[START]
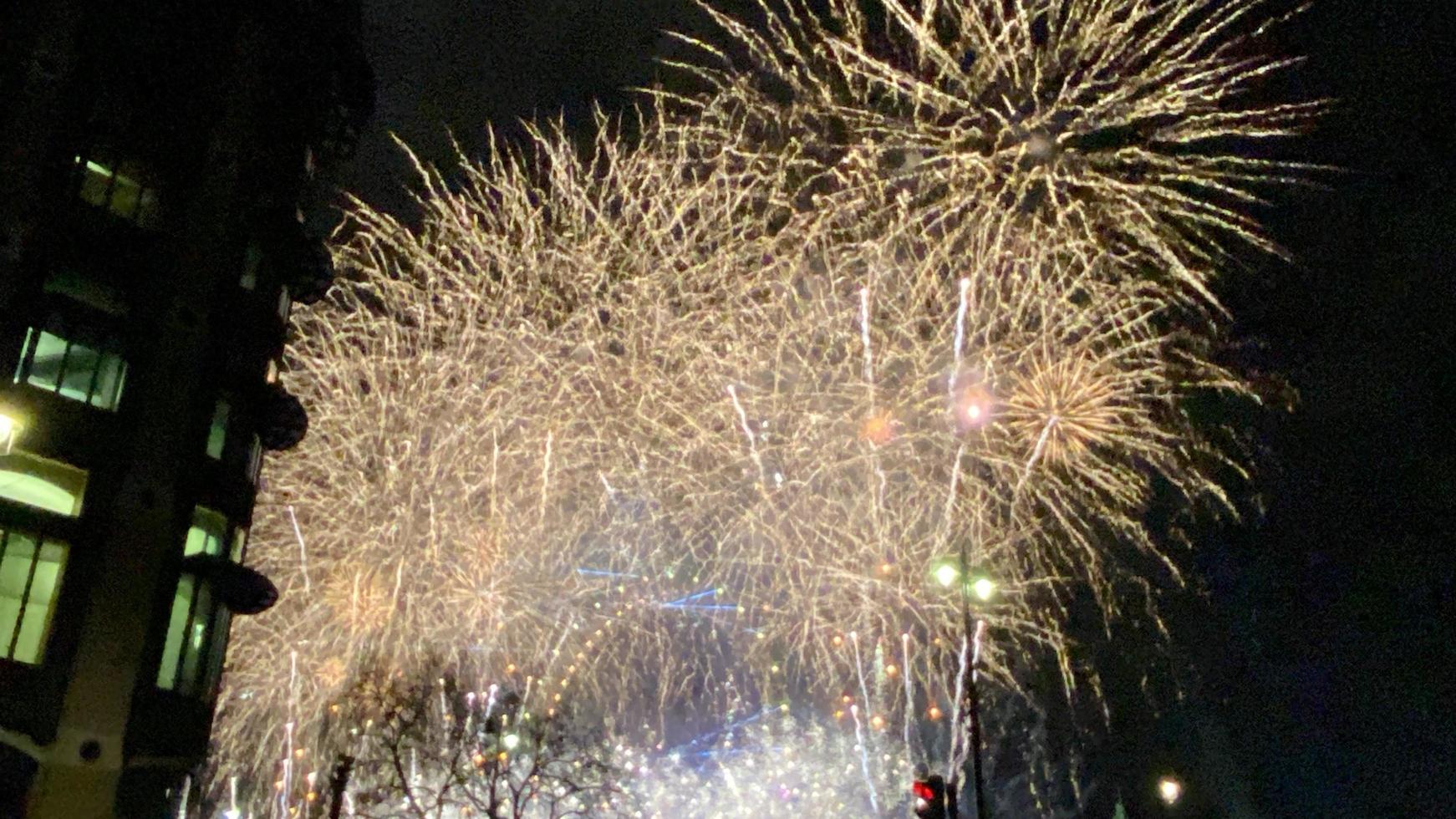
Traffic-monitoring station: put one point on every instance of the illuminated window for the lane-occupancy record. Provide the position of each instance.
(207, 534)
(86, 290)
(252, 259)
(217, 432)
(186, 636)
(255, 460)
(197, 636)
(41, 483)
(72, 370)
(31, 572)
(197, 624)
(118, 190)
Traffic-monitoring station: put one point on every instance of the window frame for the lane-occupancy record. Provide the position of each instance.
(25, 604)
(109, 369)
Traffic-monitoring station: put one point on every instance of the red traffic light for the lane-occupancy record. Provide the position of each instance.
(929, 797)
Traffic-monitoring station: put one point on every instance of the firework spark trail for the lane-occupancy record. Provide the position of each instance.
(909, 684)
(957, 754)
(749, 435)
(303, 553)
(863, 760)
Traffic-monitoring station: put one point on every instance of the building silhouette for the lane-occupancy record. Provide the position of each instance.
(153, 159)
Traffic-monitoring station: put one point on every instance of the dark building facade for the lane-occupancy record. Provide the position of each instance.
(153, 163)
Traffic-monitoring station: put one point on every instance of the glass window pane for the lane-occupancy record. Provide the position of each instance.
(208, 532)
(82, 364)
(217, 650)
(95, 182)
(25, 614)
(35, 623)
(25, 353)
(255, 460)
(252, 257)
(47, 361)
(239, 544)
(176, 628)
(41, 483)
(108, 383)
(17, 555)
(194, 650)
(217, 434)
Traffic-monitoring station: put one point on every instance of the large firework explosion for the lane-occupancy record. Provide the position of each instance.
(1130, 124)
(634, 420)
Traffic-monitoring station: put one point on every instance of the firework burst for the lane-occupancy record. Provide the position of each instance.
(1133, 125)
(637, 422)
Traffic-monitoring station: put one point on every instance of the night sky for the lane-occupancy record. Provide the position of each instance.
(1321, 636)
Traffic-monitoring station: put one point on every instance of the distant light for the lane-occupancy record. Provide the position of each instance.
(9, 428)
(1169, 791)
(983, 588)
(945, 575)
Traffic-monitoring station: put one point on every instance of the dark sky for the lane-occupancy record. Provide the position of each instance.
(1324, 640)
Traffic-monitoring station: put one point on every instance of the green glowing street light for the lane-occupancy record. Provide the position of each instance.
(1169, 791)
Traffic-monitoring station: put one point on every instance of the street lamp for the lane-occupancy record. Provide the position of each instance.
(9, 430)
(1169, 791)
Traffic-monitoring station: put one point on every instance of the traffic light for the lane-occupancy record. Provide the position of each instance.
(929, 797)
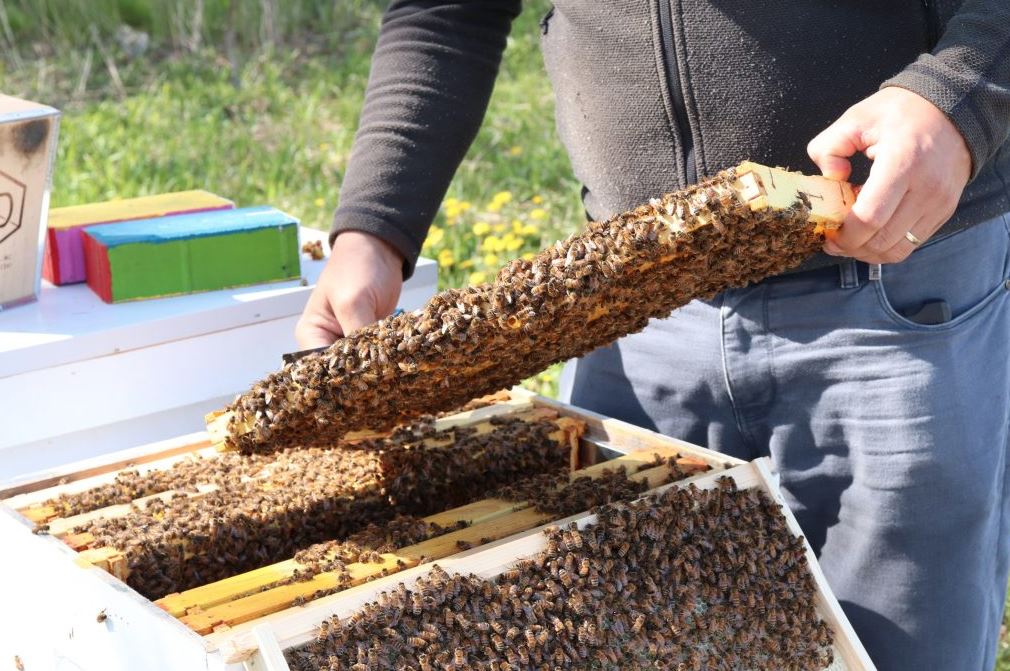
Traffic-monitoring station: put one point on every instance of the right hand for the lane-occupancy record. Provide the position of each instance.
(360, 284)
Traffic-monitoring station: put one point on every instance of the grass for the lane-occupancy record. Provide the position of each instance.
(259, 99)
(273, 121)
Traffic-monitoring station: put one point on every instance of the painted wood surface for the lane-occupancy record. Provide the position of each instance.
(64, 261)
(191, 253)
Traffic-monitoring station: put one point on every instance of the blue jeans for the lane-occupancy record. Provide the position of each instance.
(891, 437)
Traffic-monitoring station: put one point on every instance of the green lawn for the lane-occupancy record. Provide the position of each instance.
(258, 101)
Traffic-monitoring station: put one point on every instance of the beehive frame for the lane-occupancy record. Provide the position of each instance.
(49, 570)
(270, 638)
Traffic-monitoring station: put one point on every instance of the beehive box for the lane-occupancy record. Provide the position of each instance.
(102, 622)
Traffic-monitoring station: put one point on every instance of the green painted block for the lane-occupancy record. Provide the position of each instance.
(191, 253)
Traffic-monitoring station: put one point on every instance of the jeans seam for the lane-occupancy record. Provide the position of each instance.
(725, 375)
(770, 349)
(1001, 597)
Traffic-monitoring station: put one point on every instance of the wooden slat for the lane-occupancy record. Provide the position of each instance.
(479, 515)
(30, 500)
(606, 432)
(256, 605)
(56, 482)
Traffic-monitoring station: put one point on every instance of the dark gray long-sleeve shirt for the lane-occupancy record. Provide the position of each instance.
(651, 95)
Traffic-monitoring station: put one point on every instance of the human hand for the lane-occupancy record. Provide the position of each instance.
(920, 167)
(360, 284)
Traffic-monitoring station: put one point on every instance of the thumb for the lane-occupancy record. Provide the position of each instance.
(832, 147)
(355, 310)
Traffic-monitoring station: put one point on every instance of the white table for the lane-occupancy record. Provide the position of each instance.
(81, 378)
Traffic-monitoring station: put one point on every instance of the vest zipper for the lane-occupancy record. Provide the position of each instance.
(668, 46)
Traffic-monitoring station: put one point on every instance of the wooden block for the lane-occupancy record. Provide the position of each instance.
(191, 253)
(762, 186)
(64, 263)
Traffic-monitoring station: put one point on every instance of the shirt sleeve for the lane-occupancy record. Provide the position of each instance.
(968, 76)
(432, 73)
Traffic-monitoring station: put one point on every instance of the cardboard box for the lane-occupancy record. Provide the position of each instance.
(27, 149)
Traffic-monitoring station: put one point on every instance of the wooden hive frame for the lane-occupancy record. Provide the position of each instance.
[END]
Task description: Reproduce all of the items above, replacing each occurrence of "lane-occupancy record" with "intersection log" and leaving everything else unchanged. Omit the pictures from your answer.

Response for this exercise:
Traffic-monitoring station: put one point on every instance of the illuminated window for the intersection log. Provide the position of each instance.
(207, 534)
(86, 290)
(252, 259)
(217, 432)
(186, 636)
(255, 460)
(197, 636)
(41, 483)
(72, 370)
(31, 572)
(197, 624)
(118, 190)
Traffic-monitoring station: put one point on every instance of the window frame for the intersection log. Provide the position of each instance.
(25, 604)
(109, 369)
Traffic-monitoring station: put one point on every instance of the red traffic light for the intersection log. Provide the position of each instance.
(929, 797)
Traffic-monitoring station: put one point on every instance of the firework spark trail for the intersection log. Provide the position of each instance.
(909, 684)
(957, 754)
(749, 435)
(303, 553)
(863, 760)
Traffic-monitoring station: put one point on every instance of the building silhouette for the intersection log. Provide the position of each instance.
(153, 159)
Traffic-monitoring station: put one point on every instance of the dark building facade for the intersection log. Provide the position of each instance.
(153, 163)
Traffic-monitoring station: put one point on every instance of the glass window pane for the intersection log. Provide the position of each instance.
(208, 532)
(82, 364)
(217, 650)
(95, 182)
(25, 614)
(35, 623)
(25, 353)
(255, 460)
(252, 257)
(47, 361)
(239, 544)
(176, 628)
(41, 483)
(108, 383)
(17, 555)
(194, 650)
(217, 434)
Traffic-monitoring station: put one point on every instance of the large firework explosion for the intersection log. Provide the position of each instance.
(1130, 124)
(634, 420)
Traffic-monitoring station: put one point on every instance of the firework burst for the intersection log. Provide the position of each instance.
(1133, 125)
(637, 422)
Traffic-monitoring station: put one point on every instance of the night sky for the intersection log. Provide the position of each instance.
(1321, 636)
Traffic-monitoring station: put one point on every instance of the distant light for the intersection log. Provide the position of each instance.
(9, 428)
(1169, 791)
(983, 588)
(945, 575)
Traffic-monitoring station: put one point on every instance of the dark sky for the intersection log. Provide the position of each instance.
(1324, 640)
Traffic-monitoring station: put one point on every instance of the green glowing street light for the intersection log. Provide the position of each instance.
(1169, 791)
Traffic-monitoring station: put one point on every instance of the street lamp for the intersection log. Provide the position of each instance.
(9, 430)
(1169, 791)
Traffic-monitoring station: put one point on every instance of the traffic light for the intersection log. Provide the position of each instance.
(929, 797)
Traffic-monitoring station: put one point on every instance of the right hand for the intersection log. Provide the position of each instance.
(360, 284)
Traffic-monitoring station: put one point on every instance of the grass for the intersection log. Provide the position of each instance.
(259, 99)
(273, 121)
Traffic-monitoring station: put one point on every instance of the painted wood surface for the intersection log. Provide the position of each instance.
(64, 261)
(191, 253)
Traffic-monitoring station: put one point on every instance of the blue jeans for the intersection log. Provide the position of each instance.
(891, 437)
Traffic-monitoring station: put one point on every instance of the green lawn for the intersection log. Provide the position of each instance.
(258, 101)
Traffic-monitoring station: put one point on every instance of the beehive frame for the intersection log. Provide the position of each instance.
(49, 570)
(270, 638)
Traffic-monitoring station: put one point on every instance of the beehive box for the intersection log. Provide the position of each instance.
(102, 622)
Traffic-monitoring station: put one point on every instance of the green painted block for the intersection log. Provide the position of each instance.
(191, 253)
Traffic-monitoring station: put one point on every instance of the jeans seam for the intersection log. Provide the position of each instance.
(725, 375)
(770, 349)
(1001, 597)
Traffic-monitoring station: put one point on every instance of the wooden slat for the intersection log. Provide the position of each instance.
(479, 515)
(30, 500)
(606, 432)
(256, 605)
(56, 482)
Traffic-monitoring station: put one point on every instance of the dark gray long-sleeve shirt for the intersection log. Provide the position of each instance.
(651, 95)
Traffic-monitoring station: put one point on every instance of the human hand for the intersection log. Provide the position of each instance.
(920, 167)
(360, 284)
Traffic-monitoring station: put one point on every instance of the thumb for the intersection log. Provide the position of each instance.
(832, 147)
(355, 310)
Traffic-monitoring station: put one point on every instance of the white table for the intersection log. Provide the position of each instance.
(81, 378)
Traffic-monitoring station: put one point on every instance of the vest zipper for the intersection log. Provide the position of each instance.
(668, 46)
Traffic-monitoring station: put one point on every instance of the wooden block for the intersection log. Provide the position of each instance.
(191, 253)
(762, 186)
(64, 263)
Traffic-monitoring station: put one point on every instance of the shirt sleeve for the intersection log. Provide the position of each instance.
(968, 76)
(432, 73)
Traffic-monitoring station: put one point on every instance of the cardboard box for the intersection log. Provide the position of each instance.
(27, 149)
Traffic-monitoring station: put one point on every instance of the wooden hive frame for the intersection log. Provide the position of each instance.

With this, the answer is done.